SHORT EXERCISE A: Display each line of the listing below that contains the word "woman", treating uppercase and lowercase as different.

READING PASSAGE:
- - - -

Its probably just an investment for someone - a dozer bait house to be replaced by a McMansion and resold for a profit. 

In the meantime, I hope the madness in TO and Van continues. LOL.


----------



## Rusty O'Toole (Feb 1, 2012)

It's no secret that hot or dirty money out of China is fueling the Vancouver boom and has been for 20 years. Don't forget that the fall of the Loony has made Canadian real estate 25% cheaper over the last 3 years. So to a foreign investor prices are unchanged even though to us, they are up 25%.

It's like Vancouver and Toronto are the only Canadian cities the Chinese ever heard of. Before you laugh, how many Chinese cities can you name? And how well do you know their RE markets? I'm sure by now every rich Chinese has heard of Vancouver and the endless gold mountain of profits made by early investors.


----------



## sags (May 15, 2010)

hboy43 said:


> What does Vancouver have that is worth sinking 9 million into?
> 
> With that much money, one could have a 45 foot sailboat at some Pacific island with a bevy of beauties as crew. Maybe they would know a reef line from a reefer from a reef, maybe they wouldn't. Then every few months, change islands ... and beauties.
> 
> Seriously with that much money one could live anywhere and do anything, so why Vancouver? I don't get it and I guess I never will.


Have you watched the Robert Redford movie on Netflix called "All is Lost", about a guy who is sailing in the middle of the Indian Ocean and runs into problem after problem ?

There is no dialogue in the whole movie, and although I know nothing about sailing it was interesting watching him resigned to tackle each problem as they came.

What I got out of the movie, is to abandon any fanciful notions of crossing oceans in a sailboat, unless you really know what you are doing.

After watching the movie, I read up on some websites about such crossings and the preparation and skills needed. No thanks............I will take the ocean liner.

I would love to live full time on a sailboat or cruiser in a marina , but wouldn't need the engines or sails............I wouldn't be going anywhere.

http://www.imdb.com/title/tt2017038/


----------



## sags (May 15, 2010)

My wife's cousin bought a home in West Vancouver in 1967 in the Eagleridge area. 

She probably paid $30,000 for it. Today it would sell for $6-$8 million...........and all she has done is live in it for 49 years.

- - - -

RECORDED INFORMATION:
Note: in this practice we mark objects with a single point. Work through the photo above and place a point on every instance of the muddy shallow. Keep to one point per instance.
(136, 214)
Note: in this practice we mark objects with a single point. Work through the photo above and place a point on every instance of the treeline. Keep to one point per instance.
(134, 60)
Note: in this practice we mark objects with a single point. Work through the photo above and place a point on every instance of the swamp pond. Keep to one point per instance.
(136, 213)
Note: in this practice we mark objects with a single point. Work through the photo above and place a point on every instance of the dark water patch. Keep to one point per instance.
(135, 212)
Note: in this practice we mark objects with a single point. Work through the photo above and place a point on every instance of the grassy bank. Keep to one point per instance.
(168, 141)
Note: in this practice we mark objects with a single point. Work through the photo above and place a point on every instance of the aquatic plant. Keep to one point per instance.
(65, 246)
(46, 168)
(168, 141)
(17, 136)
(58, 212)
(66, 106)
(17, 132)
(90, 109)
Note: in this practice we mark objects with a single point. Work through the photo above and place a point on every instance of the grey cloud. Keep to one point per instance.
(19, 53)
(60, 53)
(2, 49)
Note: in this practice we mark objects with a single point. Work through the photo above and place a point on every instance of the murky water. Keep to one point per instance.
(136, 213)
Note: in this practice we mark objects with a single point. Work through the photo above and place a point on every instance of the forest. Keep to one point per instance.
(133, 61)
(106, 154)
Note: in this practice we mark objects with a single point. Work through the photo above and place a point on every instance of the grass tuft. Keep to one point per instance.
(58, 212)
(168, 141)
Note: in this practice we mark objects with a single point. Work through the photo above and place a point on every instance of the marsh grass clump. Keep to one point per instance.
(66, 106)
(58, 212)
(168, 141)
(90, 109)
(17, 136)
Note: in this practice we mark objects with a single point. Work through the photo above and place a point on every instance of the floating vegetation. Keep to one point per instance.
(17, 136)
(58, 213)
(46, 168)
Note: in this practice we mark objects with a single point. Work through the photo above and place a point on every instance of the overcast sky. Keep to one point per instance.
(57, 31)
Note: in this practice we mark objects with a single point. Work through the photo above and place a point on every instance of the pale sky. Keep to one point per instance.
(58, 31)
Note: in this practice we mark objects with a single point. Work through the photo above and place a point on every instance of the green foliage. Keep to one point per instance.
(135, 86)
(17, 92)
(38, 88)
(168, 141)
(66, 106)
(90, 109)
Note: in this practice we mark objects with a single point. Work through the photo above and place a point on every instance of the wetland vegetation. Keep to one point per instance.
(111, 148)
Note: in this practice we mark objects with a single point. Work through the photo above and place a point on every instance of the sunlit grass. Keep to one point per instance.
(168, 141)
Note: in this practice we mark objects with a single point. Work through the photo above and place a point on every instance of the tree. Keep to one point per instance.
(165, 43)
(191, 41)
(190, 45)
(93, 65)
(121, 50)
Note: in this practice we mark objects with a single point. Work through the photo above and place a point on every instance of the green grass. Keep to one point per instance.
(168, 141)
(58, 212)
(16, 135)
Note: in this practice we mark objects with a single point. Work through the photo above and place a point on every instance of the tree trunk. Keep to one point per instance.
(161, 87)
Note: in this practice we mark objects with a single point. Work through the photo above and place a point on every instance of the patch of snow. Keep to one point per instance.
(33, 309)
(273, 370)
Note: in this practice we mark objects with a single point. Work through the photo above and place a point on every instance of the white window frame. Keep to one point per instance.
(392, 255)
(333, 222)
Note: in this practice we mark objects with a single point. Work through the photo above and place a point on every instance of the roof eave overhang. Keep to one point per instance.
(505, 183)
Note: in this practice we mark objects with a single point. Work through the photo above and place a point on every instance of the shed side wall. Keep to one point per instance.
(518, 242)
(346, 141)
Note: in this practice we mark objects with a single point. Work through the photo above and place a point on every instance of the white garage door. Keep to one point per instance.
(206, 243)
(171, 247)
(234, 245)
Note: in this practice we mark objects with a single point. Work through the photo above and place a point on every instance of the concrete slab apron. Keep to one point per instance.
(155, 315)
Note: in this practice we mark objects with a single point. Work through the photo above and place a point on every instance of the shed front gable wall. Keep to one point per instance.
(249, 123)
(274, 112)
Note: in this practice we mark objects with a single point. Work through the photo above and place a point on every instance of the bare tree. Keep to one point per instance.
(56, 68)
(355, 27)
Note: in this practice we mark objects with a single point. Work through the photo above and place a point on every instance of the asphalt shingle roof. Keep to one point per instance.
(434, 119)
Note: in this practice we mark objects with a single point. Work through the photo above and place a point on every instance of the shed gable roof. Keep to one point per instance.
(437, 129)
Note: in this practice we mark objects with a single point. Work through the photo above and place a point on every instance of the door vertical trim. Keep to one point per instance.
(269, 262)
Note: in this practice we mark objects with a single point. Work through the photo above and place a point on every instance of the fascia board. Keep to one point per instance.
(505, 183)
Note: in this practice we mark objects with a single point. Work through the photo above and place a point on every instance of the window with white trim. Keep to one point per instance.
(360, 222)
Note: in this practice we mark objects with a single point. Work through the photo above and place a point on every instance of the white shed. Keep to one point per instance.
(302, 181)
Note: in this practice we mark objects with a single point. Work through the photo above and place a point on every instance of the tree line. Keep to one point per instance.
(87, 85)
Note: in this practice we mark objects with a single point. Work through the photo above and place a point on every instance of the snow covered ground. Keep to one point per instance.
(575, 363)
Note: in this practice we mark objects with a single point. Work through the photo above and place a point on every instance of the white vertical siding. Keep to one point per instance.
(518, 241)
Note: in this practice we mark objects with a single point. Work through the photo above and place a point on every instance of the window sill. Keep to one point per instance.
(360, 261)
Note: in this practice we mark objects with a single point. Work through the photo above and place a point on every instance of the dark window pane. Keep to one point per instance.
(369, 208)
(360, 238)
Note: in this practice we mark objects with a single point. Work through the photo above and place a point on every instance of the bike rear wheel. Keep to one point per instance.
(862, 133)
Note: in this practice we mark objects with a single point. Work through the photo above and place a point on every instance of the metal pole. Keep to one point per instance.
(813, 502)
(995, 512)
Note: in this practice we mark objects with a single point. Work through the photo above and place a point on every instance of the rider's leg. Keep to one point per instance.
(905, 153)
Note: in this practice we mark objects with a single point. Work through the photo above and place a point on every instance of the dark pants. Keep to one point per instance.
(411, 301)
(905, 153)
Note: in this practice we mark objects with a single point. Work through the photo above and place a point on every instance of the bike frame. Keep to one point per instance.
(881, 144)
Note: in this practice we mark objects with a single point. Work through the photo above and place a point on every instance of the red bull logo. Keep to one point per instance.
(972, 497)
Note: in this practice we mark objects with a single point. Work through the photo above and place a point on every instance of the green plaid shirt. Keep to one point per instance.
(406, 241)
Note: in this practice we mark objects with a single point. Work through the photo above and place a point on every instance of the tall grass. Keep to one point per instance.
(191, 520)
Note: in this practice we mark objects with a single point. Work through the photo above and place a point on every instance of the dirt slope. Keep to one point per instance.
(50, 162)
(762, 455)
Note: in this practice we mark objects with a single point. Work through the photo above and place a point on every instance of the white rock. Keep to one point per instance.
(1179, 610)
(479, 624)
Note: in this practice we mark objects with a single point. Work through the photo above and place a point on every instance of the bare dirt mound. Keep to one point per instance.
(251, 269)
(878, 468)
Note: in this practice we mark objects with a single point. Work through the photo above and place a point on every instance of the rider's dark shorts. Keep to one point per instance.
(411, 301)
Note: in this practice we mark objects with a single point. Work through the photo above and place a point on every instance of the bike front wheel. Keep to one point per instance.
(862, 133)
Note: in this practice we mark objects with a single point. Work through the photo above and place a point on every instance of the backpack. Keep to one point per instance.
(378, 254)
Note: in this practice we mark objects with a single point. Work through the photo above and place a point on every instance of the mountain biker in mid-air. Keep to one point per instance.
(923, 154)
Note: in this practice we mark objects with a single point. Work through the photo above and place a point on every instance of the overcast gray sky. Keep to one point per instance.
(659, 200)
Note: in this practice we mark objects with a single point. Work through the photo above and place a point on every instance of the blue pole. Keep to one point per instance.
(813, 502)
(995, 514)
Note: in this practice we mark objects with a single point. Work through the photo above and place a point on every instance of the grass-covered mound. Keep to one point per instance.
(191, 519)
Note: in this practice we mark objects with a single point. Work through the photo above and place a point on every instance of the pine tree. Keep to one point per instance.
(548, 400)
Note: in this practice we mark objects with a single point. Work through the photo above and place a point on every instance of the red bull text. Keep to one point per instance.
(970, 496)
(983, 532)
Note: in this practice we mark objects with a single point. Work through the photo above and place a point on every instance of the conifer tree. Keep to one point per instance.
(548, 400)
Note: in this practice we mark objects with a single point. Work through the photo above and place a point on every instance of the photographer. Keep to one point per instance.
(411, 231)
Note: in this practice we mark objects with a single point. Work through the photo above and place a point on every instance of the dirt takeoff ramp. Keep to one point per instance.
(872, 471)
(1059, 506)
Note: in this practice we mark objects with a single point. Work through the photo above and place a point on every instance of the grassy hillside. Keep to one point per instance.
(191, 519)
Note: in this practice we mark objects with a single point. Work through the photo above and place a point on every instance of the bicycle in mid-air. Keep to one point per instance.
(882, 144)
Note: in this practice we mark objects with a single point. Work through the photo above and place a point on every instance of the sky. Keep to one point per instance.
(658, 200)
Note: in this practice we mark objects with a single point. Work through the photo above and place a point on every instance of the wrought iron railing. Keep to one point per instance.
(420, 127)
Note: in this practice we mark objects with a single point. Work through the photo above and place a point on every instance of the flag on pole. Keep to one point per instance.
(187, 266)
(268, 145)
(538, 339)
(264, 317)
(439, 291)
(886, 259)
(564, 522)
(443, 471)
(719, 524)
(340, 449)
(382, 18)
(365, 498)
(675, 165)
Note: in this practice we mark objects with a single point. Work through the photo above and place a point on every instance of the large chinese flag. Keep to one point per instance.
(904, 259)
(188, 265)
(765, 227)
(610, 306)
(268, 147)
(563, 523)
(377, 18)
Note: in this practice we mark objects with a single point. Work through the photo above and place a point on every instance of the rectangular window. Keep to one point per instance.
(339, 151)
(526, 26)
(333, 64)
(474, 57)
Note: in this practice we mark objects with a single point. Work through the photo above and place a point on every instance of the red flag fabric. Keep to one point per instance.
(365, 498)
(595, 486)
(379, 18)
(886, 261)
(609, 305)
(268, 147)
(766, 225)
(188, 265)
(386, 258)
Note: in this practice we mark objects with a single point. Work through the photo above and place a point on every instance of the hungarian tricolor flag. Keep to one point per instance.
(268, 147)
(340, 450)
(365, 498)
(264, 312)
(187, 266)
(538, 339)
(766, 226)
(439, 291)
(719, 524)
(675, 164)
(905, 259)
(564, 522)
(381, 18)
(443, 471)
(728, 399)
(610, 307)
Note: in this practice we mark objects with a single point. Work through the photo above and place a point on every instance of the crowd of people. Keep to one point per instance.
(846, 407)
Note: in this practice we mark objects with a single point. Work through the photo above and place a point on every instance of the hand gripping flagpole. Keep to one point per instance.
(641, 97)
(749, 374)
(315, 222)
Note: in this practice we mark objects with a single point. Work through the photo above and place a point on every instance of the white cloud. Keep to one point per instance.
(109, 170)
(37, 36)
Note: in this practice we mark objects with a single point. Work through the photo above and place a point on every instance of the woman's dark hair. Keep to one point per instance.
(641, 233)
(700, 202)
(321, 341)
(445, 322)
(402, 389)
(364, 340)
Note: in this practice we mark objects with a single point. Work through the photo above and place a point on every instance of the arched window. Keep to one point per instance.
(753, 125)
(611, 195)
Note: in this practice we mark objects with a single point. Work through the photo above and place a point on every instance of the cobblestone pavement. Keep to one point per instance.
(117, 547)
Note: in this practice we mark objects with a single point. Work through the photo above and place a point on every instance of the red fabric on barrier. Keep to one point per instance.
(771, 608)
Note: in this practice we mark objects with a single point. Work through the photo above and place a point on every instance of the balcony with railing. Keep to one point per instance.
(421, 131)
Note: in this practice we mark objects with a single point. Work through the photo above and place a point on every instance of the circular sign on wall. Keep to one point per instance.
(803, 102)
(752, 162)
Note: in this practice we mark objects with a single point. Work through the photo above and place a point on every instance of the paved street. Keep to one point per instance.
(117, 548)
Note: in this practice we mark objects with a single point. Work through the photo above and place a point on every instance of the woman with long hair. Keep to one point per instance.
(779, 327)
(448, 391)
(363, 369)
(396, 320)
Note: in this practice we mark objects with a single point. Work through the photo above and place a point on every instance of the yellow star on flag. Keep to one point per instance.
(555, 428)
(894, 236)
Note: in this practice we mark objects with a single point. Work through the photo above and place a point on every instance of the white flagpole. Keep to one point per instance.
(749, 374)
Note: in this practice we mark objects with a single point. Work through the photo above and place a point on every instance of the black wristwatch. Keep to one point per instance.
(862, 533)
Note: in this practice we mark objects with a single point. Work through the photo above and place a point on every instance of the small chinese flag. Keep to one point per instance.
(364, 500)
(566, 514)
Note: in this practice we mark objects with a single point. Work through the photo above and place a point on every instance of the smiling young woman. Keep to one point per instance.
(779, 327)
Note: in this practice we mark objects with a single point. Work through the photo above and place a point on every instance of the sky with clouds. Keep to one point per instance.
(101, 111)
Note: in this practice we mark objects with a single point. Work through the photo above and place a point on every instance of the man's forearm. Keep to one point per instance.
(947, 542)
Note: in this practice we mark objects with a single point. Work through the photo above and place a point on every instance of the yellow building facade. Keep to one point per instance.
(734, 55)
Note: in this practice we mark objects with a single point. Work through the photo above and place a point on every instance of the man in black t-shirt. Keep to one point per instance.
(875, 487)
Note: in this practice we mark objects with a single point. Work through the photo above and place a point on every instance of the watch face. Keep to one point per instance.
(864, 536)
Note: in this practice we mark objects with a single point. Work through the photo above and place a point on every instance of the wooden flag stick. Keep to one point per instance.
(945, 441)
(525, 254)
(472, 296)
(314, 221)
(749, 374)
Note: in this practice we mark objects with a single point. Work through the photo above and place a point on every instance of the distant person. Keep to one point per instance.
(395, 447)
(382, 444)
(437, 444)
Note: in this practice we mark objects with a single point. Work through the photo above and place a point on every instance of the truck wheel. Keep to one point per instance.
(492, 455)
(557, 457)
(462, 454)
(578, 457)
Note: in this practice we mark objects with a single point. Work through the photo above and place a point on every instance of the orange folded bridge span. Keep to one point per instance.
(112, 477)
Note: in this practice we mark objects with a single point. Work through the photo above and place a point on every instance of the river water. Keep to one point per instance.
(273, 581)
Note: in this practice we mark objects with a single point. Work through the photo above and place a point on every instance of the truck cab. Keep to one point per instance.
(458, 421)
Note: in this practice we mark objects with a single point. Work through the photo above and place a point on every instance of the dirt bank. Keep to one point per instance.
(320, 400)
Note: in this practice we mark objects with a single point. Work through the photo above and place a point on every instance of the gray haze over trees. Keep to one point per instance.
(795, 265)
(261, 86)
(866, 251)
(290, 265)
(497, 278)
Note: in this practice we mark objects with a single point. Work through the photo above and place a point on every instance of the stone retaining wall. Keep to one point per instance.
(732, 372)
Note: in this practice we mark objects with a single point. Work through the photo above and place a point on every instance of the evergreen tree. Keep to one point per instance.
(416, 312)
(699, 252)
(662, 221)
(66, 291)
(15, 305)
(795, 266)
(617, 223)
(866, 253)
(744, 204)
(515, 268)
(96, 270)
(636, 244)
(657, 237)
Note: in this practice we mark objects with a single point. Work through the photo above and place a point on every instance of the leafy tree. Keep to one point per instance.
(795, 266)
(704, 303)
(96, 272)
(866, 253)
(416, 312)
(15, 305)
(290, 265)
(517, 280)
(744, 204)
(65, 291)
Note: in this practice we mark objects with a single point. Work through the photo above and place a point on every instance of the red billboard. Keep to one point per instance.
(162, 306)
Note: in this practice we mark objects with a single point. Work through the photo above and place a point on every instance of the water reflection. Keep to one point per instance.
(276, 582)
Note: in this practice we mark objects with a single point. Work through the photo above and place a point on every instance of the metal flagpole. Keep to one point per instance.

- - - -

SHORT EXERCISE B: Repeat, word for word, everything in the Vancouver housing thread above from "Have you watched" down to "you are doing.".

SOLUTION A:
Note: in this practice we mark objects with a single point. Work through the photo above and place a point on every instance of the woman's dark hair. Keep to one point per instance.
Note: in this practice we mark objects with a single point. Work through the photo above and place a point on every instance of the woman with long hair. Keep to one point per instance.
Note: in this practice we mark objects with a single point. Work through the photo above and place a point on every instance of the smiling young woman. Keep to one point per instance.

SOLUTION B:
Have you watched the Robert Redford movie on Netflix called "All is Lost", about a guy who is sailing in the middle of the Indian Ocean and runs into problem after problem ?

There is no dialogue in the whole movie, and although I know nothing about sailing it was interesting watching him resigned to tackle each problem as they came.

What I got out of the movie, is to abandon any fanciful notions of crossing oceans in a sailboat, unless you really know what you are doing.